*YOUR ASSIGNMENT*
Whenever a line in the records below holds the string "instance", include it in the count, and state the number alone.

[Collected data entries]
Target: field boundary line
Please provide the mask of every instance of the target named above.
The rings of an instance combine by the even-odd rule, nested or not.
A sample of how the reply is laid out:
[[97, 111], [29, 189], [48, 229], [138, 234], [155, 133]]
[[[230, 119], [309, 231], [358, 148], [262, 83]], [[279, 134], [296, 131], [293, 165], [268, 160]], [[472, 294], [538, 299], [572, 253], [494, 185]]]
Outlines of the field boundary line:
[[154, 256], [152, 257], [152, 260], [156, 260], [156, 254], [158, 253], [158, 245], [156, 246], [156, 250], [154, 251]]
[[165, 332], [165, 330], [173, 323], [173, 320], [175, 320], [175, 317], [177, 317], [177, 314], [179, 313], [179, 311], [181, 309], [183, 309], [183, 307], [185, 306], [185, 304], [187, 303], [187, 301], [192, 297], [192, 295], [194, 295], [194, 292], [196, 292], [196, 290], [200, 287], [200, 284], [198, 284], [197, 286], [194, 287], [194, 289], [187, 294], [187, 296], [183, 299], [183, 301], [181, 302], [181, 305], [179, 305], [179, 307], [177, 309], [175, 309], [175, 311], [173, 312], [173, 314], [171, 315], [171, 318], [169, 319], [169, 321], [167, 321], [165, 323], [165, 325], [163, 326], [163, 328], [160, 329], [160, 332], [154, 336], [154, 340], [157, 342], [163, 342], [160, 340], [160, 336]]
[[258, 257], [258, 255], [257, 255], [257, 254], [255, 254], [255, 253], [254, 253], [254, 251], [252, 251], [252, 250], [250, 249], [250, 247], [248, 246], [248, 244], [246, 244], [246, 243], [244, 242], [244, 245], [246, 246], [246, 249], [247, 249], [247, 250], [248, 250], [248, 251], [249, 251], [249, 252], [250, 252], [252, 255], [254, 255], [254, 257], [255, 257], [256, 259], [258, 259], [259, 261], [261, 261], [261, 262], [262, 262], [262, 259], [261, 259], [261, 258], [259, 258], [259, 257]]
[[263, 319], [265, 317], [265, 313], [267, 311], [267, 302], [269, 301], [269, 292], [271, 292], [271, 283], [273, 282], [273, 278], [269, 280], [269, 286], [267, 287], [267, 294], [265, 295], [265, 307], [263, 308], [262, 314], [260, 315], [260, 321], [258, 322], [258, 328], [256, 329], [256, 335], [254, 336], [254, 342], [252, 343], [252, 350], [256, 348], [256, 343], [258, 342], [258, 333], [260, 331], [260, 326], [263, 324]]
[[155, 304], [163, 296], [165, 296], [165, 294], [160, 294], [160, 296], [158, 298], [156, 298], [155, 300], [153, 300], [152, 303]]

*RESULT OF THE EXERCISE*
2